A stationary solution of (1.1) satisfies the boundary value problem
\begin{eqnarray}
   &\varepsilon^2\mbox{ div }\left[ k_1(x)\nabla  v\right] +
       k_2(x)f_\varepsilon(x,v)=0\,, \ \ x\in\Omega &\nonumber \\ 
   &\nabla  v(x)\cdot\widehat{n}(x)=0\,, \  \mbox{ for }\ x\in\partial\Omega 
\end{eqnarray}
where 
$ f_\varepsilon(x,v)=(v-\alpha)(\beta -v)(v-(\theta + g_\varepsilon(x))$
and, for convenience, we set $\theta = (\alpha+\beta)/2$.

If $F_\varepsilon(x,v) = \int^v_\theta f_\varepsilon(x,\xi)d\xi$ then 
$F_\varepsilon(x,v) = F^0(v) - g_\varepsilon(x)F^1(v)$  where
$$F^0(v) = \int^v_\theta (\xi-\alpha)(\beta-\xi)(\xi-\theta)d\xi \ \mbox{ and } \
F^1(v) = \int^v_\theta (\xi-\alpha)(\beta-\xi)d\xi\,.$$
Next we define a family of functionals $E_\varepsilon : L^1(\Omega) \to {\Bbb R}$,
\begin{equation}
E_\varepsilon(v)=
  \left\{\begin{array}{l}\displaystyle
\int_\Omega\big\{\frac{\varepsilon\,k_1(x)}{2}\,|\nabla  v|^2+ 
\varepsilon^{-1} k_2(x)\left[ F(\alpha)-F^0(v)\right]\\
\quad + \varepsilon^{-1}g_\varepsilon(x)k_2(x)F^1(v)
\big\}\,dx\,, \quad \mbox{ if $v\in H^1(\Omega)$} \\
                 \infty\,, \quad  \mbox{ otherwise.}
 \end{array}\right.
\end{equation}

The term $\varepsilon^{-1}k_2(x)F(\alpha)$ has been artificially added since it does
not affect $E_\varepsilon$, as long as existence of minimizers is concerned
and what is more important, the potential function
\[ \widetilde{F}(v) \stackrel{\rm def}{=} F(\alpha)-F^0(v) \]
satisfies 
\begin{eqnarray}
 &\widetilde{F}(\alpha) = \widetilde{F}(\beta) = 0\,, \ \ 
\widetilde{F}\in C^2({\Bbb R}) & \nonumber\\
& \widetilde{F}(v) > 0  \ \ \mbox{for any} \ \ v\in{\Bbb R}\,, \ v\neq\alpha\,, \ v
\neq\beta &\\
&\widetilde{F}'(\alpha) = \widetilde{F}'(\beta) = 0\,,
 \ \widetilde{F}''(\alpha) > 0\,, \
            \widetilde{F}''(\beta) > 0\,.\nonumber
\end{eqnarray}
It is easy to see that any local minimizer $v_\varepsilon$ of $E_\varepsilon$
will be a solution to (H1) and, by regularity, $v_\varepsilon\in
C^{2,\nu}(\Omega), \ 0<\nu <1$.

> [Stored rows]
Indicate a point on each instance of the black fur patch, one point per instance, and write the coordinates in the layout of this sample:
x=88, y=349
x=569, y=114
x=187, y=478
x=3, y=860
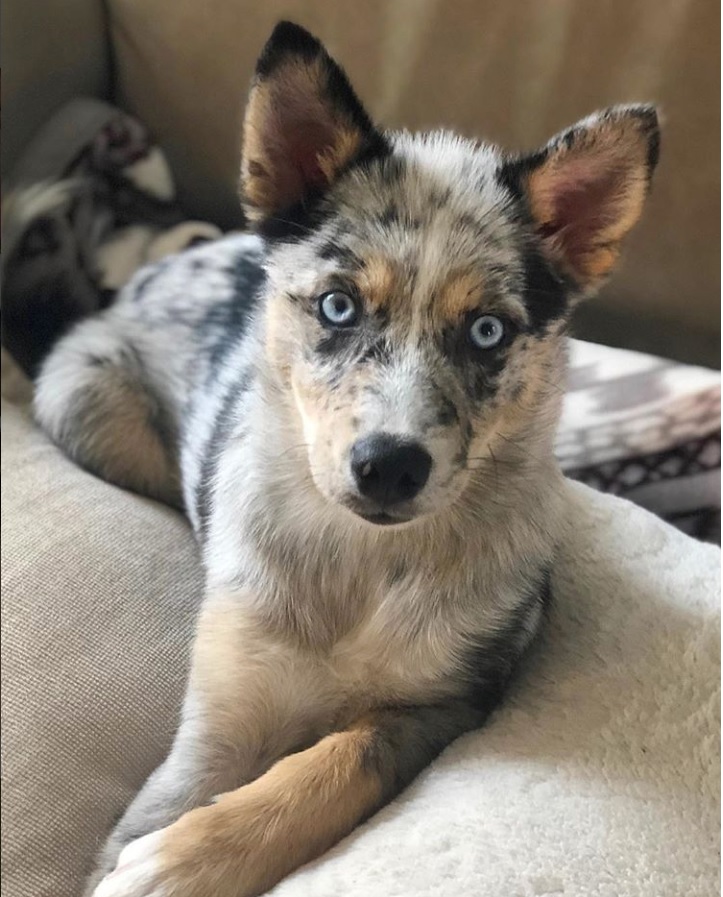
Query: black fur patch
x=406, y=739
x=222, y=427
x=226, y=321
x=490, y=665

* * *

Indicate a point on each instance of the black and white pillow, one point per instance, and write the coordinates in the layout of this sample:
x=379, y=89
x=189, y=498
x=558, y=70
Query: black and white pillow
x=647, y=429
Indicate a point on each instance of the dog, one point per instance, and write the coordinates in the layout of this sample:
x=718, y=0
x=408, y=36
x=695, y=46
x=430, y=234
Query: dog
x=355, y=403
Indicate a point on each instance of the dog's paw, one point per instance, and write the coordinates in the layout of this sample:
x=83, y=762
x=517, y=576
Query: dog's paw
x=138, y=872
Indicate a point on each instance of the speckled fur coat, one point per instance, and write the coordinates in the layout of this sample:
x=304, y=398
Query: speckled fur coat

---

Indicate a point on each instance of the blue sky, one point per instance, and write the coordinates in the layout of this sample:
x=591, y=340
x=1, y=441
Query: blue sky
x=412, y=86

> [Problem]
Resume the math passage on the stationary boundary value problem and its energy functional, starting right after its last sentence.

> [The result]
Therefore, it is our aim now to find a family of local minimizers of
$E_\varepsilon$. To that end we will need the concept of $\Gamma$--convergence and
of a local isolated minimizer of $E_\varepsilon$. See for example  \cite{Ma}.

\paragraph{Definition}
A family $\{ E_\varepsilon\}_{0<\varepsilon\leq\varepsilon_0}$ of real-extended functionals
defined in $L^1(\Omega)$ is said to $\Gamma$--converge, as $\varepsilon\to 0$, to a
functional $E_0$, at $v$ and we write
\[ \Gamma(L^1(\Omega)^-) - \lim_{\varepsilon\to 0} E_\varepsilon(v)=E_0(v) \]
if
\begin{itemize}
\item For each $v\in L^1(\Omega)$ and for any sequence $\{ v_\varepsilon\}$ in
$L^1(\Omega)$ such that $v_\varepsilon\to v$ in $L^1(\Omega)$, as $\varepsilon\to 0$, it
holds that $E_0(v)\leq\displaystyle\liminf_{\vspace*{-6mm}\varepsilon\to 0} E_\varepsilon(v_\varepsilon)$.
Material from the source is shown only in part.